### Written request 1
The GitHub spam discussion below uses a leading > mark to quote some lines from earlier in the thread. List every line quoted that way, without the mark.

### Selected excerpt
○ ○ ○ ○ ○ ○ ○

I've received several instances of spam to the public email address I have listed in my unused GitHub account. I've reported it to GitHub plenty, but I've never received any response.
...It's public, what is GitHub supposed to do about it? Hide currently public views behind a signup-wall? And how much would that actually achieve in practice? Should they start requiring phone number validation and ID for signups?

I suggest using a fake, or at least a dedicated, e-mail address for commit messages. If you are talking about the e-mail in your GH profile, you can mark it as private in settings. Or use their built-in function to mask it (they will replace it with an address under their domain and forward incomings to you).

There are many valid complaints about GitHub but with regards to this I think they've done what they can already. If you don't want spam to your address, don't put it in public. It will be scraped.

OP put their e-mail in cleartext, unobfuscated, in their profile. The blame is on part of the spammers. Countermeasures should be done by OP (and their e-mail host), not by GH.

> It's public, what is GitHub supposed to do about it?

What thought processes went into asking this question? You are the person who commented on this same topic that "scraping and processing e-mail addresses associated with GH handles could be a regulatory violation without even sending anything[...] It's certainly against GH ToS".

To state what should be the obvious here: when GitHub goes through the effort of writing an acceptable use policy, and I have evidence that certain users/orgs are sending out spam despite that, then I expect GitHub to, you know, actually investigate and do something about it using the leverage that they have, e.g. by ultimately suspending the accounts of the spammers if they don't knock it off.

> I suggest using a fake, or at least a dedicated, e-mail address for commit messages.

I'm not talking about commit messages.

> If you are talking about the e-mail in your GH profile, you can mark it as private in settings.

That's the default. I have deliberately gone through the effort to make it public so that people who are making acceptable use of GitHub can use it for what it's there for—not for people who aren't to abuse it.

> There are many valid complaints about GitHub but with regards to this I think they've done what they can already.

Bullshit. To set up an intake form for people to report abuse and then never act on reports of abuse is not doing "what they can". (If nothing else, then take the damn form down so I can cut my losses at the time I've wasted dealing with the initial receipt of the spammy stuff and I don't additionally waste even more time reporting it on the belief that they're going to act on it and so that it to save other people time in the long run.)

○ ○ ○ ○ ○ ○ ○

### Provided records
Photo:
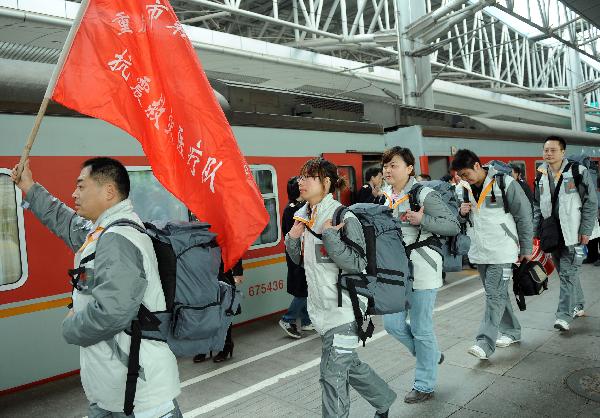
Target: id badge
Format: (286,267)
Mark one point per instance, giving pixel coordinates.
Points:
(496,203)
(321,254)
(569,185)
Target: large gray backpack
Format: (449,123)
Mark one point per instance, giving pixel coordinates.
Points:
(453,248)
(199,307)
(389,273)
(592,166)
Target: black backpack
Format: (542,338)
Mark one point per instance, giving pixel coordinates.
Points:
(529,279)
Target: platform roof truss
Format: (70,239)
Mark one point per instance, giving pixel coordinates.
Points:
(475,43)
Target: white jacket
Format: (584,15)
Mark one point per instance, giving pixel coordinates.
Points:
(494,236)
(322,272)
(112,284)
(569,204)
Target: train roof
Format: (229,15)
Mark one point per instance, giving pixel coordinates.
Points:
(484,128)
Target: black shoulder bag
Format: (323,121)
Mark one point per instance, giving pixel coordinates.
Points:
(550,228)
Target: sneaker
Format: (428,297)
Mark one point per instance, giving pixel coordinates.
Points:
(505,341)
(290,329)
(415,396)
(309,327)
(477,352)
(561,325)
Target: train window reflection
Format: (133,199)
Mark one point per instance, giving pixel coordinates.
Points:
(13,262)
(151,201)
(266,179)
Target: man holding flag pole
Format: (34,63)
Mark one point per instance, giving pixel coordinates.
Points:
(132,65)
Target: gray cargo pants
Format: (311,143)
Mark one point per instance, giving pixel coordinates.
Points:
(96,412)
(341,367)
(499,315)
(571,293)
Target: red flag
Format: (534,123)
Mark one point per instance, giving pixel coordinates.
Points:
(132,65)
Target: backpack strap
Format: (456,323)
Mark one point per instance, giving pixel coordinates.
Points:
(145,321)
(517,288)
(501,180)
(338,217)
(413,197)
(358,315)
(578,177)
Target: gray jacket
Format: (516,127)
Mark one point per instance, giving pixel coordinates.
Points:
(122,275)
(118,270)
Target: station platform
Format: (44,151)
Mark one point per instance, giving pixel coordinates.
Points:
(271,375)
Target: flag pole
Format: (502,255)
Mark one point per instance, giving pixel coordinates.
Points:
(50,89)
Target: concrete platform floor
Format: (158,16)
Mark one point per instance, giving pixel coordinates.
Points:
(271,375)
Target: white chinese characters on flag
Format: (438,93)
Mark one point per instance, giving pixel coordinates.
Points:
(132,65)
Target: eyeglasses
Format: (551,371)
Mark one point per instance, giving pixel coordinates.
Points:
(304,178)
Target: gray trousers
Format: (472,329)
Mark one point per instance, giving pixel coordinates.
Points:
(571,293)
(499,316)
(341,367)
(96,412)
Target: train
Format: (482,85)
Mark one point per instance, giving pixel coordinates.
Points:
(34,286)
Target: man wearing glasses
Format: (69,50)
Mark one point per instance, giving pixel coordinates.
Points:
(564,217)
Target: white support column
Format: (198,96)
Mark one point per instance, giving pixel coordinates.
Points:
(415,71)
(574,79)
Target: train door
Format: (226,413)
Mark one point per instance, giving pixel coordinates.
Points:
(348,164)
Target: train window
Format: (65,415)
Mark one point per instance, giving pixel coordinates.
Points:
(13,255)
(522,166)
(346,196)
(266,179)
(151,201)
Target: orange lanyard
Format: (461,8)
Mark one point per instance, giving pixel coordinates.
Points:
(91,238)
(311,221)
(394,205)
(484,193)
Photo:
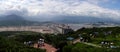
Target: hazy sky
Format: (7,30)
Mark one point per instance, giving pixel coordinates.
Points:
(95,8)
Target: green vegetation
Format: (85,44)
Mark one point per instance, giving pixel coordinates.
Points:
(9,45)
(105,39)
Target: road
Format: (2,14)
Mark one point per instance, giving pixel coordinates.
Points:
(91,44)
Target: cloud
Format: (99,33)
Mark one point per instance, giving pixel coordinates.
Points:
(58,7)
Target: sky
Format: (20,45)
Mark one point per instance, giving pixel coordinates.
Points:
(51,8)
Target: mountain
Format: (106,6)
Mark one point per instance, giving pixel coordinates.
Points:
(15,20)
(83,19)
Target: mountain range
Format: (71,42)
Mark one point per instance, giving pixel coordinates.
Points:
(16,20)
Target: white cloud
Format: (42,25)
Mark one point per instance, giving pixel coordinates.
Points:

○ ○ ○ ○ ○ ○ ○

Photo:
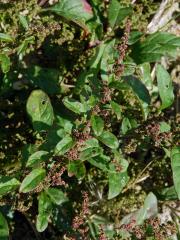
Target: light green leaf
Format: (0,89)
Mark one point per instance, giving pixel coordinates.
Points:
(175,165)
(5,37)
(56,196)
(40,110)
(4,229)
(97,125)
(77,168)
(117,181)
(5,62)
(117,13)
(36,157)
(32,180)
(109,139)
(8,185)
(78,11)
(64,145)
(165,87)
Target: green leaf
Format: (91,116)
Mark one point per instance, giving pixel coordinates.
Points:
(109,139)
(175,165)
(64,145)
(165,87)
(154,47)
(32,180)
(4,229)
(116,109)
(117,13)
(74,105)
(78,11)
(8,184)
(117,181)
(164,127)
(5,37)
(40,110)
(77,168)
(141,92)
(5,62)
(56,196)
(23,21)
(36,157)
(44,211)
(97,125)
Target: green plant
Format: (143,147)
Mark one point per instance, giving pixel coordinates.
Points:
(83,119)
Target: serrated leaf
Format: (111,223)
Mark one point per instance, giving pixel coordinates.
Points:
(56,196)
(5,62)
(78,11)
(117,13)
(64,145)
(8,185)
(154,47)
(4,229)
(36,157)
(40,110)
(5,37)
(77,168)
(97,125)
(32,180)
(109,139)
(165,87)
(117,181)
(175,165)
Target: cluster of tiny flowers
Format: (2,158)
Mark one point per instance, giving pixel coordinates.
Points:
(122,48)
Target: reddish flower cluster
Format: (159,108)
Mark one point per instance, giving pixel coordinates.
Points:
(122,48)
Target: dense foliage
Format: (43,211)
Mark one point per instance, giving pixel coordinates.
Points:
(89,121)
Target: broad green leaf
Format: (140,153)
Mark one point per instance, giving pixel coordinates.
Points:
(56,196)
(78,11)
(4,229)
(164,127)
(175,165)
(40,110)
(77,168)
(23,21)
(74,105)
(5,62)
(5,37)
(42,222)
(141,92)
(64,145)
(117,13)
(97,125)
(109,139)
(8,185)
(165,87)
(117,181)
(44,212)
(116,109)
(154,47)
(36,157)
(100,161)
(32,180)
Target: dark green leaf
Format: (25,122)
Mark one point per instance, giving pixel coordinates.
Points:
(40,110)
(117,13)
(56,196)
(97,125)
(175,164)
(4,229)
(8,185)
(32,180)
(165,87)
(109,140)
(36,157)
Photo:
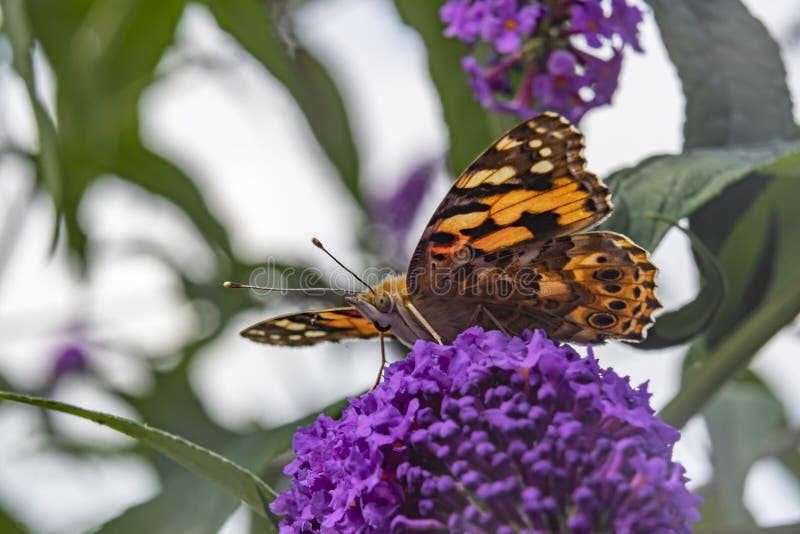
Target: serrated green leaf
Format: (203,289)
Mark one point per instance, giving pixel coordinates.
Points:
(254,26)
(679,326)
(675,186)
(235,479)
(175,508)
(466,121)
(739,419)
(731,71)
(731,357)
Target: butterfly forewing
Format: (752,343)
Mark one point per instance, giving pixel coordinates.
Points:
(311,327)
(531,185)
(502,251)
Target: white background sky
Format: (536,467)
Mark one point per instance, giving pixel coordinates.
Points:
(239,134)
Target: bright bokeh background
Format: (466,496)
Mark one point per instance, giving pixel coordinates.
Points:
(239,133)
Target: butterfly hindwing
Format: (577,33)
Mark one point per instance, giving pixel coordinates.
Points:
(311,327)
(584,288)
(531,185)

○ ○ ○ ○ ○ ○ ○

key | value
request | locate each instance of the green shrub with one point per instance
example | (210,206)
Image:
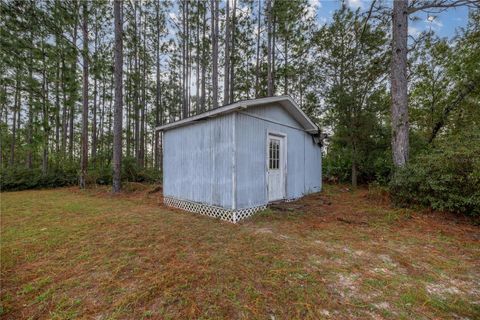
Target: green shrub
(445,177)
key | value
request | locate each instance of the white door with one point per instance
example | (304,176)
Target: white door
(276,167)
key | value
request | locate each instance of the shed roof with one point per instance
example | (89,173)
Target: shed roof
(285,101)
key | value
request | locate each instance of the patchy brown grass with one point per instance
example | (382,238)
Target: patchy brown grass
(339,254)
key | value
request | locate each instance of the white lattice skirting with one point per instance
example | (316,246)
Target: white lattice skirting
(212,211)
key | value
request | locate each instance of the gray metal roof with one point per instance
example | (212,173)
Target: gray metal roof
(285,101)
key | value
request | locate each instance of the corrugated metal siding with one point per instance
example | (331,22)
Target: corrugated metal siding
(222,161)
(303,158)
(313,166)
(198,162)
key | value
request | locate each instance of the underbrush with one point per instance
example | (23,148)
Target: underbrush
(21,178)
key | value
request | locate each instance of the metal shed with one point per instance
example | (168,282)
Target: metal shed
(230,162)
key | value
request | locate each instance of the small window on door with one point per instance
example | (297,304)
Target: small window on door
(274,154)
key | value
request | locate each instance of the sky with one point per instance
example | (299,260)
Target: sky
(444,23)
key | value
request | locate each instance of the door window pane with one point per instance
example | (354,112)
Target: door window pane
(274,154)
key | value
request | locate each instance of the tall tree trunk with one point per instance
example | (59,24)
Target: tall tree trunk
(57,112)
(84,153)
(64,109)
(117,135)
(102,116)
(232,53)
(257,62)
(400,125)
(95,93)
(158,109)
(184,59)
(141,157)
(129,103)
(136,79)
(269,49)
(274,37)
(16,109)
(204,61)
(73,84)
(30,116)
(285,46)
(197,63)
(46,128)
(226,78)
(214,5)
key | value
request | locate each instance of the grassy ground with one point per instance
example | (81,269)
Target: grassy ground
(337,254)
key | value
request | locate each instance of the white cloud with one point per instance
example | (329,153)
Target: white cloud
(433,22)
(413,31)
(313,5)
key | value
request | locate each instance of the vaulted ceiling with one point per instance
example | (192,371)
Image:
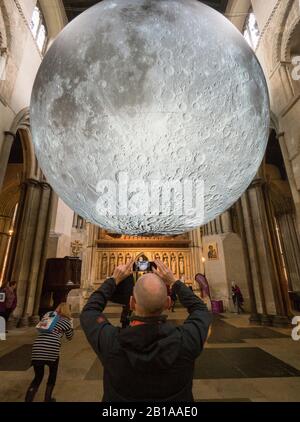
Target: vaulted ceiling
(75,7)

○ ○ ○ ○ ○ ○ ○

### Written request 2
Copy every line of the records above that contains the string "mountain". Case counts.

### Written answer 1
It's public, what is GitHub supposed to do about it?
I suggest using a fake, or at least a dedicated, e-mail address for commit messages.
If you are talking about the e-mail in your GH profile, you can mark it as private in settings.
There are many valid complaints about GitHub but with regards to this I think they've done what they can already.

### Written answer 2
Target: mountain
Target: mountain range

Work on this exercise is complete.